WORK REQUIRED: Each entry must be duplicated precisely, with nothing left out.

DATA:

········

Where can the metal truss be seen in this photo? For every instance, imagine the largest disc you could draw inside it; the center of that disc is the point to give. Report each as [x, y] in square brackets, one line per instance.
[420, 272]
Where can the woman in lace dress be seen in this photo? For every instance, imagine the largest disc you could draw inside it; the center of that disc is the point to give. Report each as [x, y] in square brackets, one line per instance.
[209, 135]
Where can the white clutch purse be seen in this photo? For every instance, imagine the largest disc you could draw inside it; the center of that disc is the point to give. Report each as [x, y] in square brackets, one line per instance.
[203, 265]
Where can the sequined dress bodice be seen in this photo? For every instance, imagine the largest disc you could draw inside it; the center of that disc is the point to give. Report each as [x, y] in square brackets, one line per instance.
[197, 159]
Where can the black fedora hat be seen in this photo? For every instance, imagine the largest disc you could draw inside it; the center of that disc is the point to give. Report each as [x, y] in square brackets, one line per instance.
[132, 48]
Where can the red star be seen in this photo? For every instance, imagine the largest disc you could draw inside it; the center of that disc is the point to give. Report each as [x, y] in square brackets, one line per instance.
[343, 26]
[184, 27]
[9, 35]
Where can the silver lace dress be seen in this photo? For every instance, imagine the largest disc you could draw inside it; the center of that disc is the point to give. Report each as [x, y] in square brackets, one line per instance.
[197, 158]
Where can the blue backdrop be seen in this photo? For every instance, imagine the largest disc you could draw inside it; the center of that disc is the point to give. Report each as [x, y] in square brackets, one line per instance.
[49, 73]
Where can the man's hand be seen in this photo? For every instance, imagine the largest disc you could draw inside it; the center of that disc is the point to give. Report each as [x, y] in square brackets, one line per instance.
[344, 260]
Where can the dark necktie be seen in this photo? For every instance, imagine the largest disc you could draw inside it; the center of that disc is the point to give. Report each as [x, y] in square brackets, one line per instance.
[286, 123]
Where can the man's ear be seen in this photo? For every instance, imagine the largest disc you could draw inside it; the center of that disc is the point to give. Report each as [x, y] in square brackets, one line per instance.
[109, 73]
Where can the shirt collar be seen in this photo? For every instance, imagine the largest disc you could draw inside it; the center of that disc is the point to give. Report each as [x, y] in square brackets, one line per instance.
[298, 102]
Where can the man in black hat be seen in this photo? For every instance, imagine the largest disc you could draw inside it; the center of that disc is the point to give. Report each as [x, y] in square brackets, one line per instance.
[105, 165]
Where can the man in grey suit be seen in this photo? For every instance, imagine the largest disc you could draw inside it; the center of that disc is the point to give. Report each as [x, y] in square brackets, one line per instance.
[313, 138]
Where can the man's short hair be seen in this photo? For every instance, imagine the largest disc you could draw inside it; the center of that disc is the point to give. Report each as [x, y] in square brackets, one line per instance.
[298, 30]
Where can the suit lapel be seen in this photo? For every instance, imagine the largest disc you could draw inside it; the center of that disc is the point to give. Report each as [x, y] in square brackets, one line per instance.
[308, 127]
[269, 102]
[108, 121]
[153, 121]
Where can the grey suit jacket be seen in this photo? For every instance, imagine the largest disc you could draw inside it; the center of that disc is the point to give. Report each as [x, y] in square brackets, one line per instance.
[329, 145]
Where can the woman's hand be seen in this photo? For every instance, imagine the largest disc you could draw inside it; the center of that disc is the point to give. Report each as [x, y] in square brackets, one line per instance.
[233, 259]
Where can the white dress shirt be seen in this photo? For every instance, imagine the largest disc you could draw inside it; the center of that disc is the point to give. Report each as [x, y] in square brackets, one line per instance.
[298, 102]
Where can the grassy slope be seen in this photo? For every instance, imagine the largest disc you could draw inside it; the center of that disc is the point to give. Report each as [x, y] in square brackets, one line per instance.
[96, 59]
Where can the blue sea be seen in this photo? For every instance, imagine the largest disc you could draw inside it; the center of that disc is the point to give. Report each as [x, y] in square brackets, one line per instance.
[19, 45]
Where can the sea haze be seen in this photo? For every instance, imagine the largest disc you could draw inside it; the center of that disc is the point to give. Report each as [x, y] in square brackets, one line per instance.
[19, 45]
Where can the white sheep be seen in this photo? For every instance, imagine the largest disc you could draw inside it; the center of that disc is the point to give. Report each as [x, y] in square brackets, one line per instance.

········

TASK ANSWER:
Where can the metal truss be seen in this photo? For every instance, imagine the largest disc you could draw inside it; the center of that disc is the point to give. Report each as [x, y] in square brackets, one line per instance.
[420, 272]
Where can the woman in lace dress be seen in this photo? For every instance, imagine the largest disc you could draw inside it; the center of that disc is the point to give. Report each as [x, y] in square brackets, one line per instance.
[209, 135]
Where can the white clutch purse be seen in this photo? For every instance, imagine the largest disc you could draw inside it; the center of that disc is the point to give. Report each as [x, y] in square brackets, one line per instance.
[203, 265]
Where can the sequined dress bodice be seen in this photo? For every instance, imagine the largest disc you could draw inside it; the center of that disc is the point to give. Report each as [x, y] in square brackets, one line per instance.
[197, 159]
Where can the black fedora hat be seen in this photo? For every instance, imagine the largest disc you could draw inside it; the center of that disc is the point to give. Report each as [x, y] in square brackets, one line per instance.
[132, 48]
Where can the red star be seen in this photo? For every instance, imagine the largest disc you could draw inside it; the center of that disc is the point to give. Report each as [x, y] in square brackets, one line per instance.
[343, 26]
[184, 27]
[9, 35]
Where can the silver lace dress be seen in this photo? For every instance, imagine the largest disc you could draw inside it; the center of that disc is the point to give. Report each as [x, y] in square brackets, one line per instance.
[197, 158]
Where can the blue backdrop be seen in this photo? For every instance, imagine the largest disc you could draw inside it; the center of that disc is the point to give. Report each as [x, y] in square brackets, one line per instance.
[49, 73]
Where can the man's hand be seen in this photo? For every instance, imagine the largest disc you could draw inside it; the center of that disc is the point to give. Report each as [x, y] in square brackets, one line per instance.
[344, 260]
Where can the dark necktie be seen in this photo? For every instance, imagine the largest disc you could draw inside it; the center of that disc is the point to give. Report each as [x, y] in square brackets, one line per instance.
[286, 123]
Where can the man's ear be seen in this photo? For every instance, imagine the largest disc you could draw inside it; the center of that disc is the point to give. Report each as [x, y] in square brackets, one line per instance.
[109, 73]
Where can the shirt collar be seen in this photo? For every instance, imagine the largest disc you could draw inside it; the center of that disc is the point to give. Report each as [x, y] in square brackets, one line per instance.
[298, 102]
Where can the man in black hat be seen in this photo? For every instance, imagine the largest disc you could draw inside it; the center of that disc is the point to give. Report each as [x, y] in square brackets, one line per instance.
[105, 165]
Where can the man in grey suit be seen in this photo? For every instance, imagine the largest disc you could draw inside it; the center of that disc is the point to give. Report each as [x, y] in square brackets, one line per instance.
[313, 138]
Where can the man's short hair be seen in this photo? For every instance, imagine the largest disc you could draw inside it; the center of that disc is the point to give. Report each as [x, y] in square brackets, one line per instance.
[298, 30]
Where can the suit lapel be seen in this photo? For every instance, imagine the largest disc you could draw inside it; the center of that disc is the point to give. Report each as [x, y] in square brackets, one line per instance.
[308, 127]
[269, 102]
[108, 121]
[153, 121]
Where can the grey suit jacket be seen in this photo? For every instance, imagine the largest disc you could draw inside it; the center of that disc is the point to give. Report each as [x, y] in square brackets, one line per instance.
[329, 145]
Where can the woman's hand be seen in this photo? For every instance, imagine the largest disc you could draw inside it; the center of that disc is the point to give. Report each as [x, y] in square brackets, one line per instance.
[233, 259]
Where can the white dress shirt be seen in this photo? For every instance, imagine the largest disc you could draw inside it; the center of that disc is the point to give. Report each as [x, y] in square brackets, one line per instance.
[298, 102]
Where can the grassy slope be seen in this photo? For every instance, imagine the largest disc you could draw inside it; the center of that disc is the point to give. Report each as [x, y] in square brackets, one line per instance.
[96, 59]
Where can the blue sea be seen in this photo? For every instance, imagine the largest disc you could draw inside it; the center of that disc is the point to give. Report each as [x, y] in square brackets, one line per instance.
[19, 45]
Where can the sea haze be seen in this photo? For every instance, imagine the largest disc you could draw inside it; the center of that disc is the point to give. Report each as [x, y] in square brackets, one line per instance.
[19, 45]
Where can the white sheep be seen in this photo? For every instance, imagine the largest disc you could draw inside it; the center of that disc is the point to give. Report each as [x, y] in square brackets, one line per instance.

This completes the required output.